• **Your task**
Leave out the images and repeat every entry below exactly.

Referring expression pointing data
--------------------------------

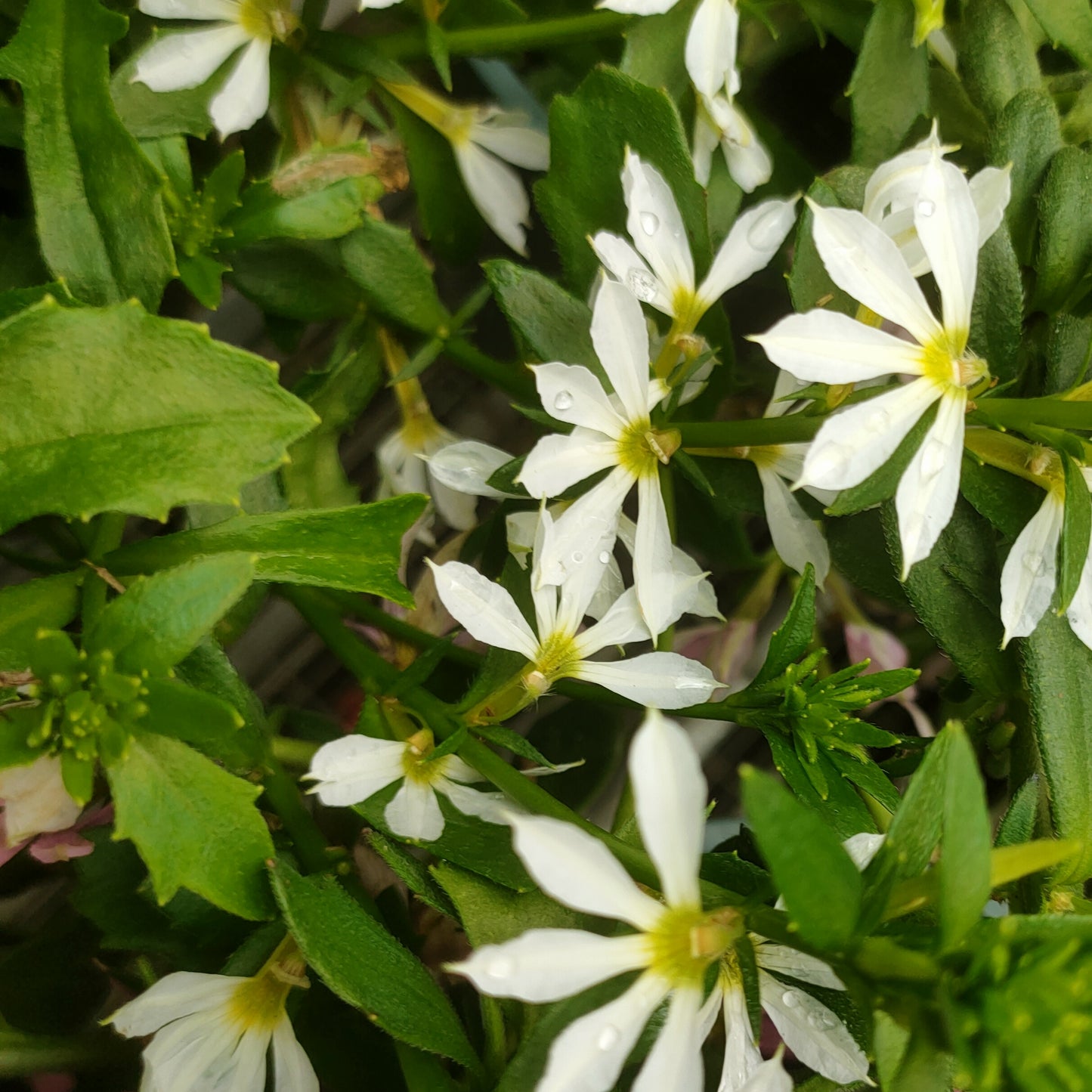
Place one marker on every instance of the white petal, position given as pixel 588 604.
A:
pixel 812 1032
pixel 497 193
pixel 549 964
pixel 173 998
pixel 655 225
pixel 797 537
pixel 245 96
pixel 830 348
pixel 352 769
pixel 621 343
pixel 755 238
pixel 630 269
pixel 675 1060
pixel 926 495
pixel 948 226
pixel 292 1068
pixel 414 812
pixel 579 871
pixel 858 441
pixel 864 262
pixel 557 462
pixel 670 799
pixel 657 679
pixel 485 610
pixel 711 45
pixel 571 393
pixel 588 1056
pixel 1030 571
pixel 187 59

--------------------------------

• **Response for this exercise**
Place one marker on every instance of the white petal, position given as pixel 588 604.
A:
pixel 812 1032
pixel 497 193
pixel 549 964
pixel 173 998
pixel 655 225
pixel 797 537
pixel 245 96
pixel 830 348
pixel 352 769
pixel 621 343
pixel 755 238
pixel 630 269
pixel 675 1060
pixel 926 495
pixel 948 226
pixel 292 1068
pixel 414 812
pixel 579 871
pixel 858 441
pixel 864 262
pixel 557 462
pixel 670 799
pixel 657 679
pixel 485 610
pixel 711 45
pixel 571 393
pixel 588 1056
pixel 1030 571
pixel 187 59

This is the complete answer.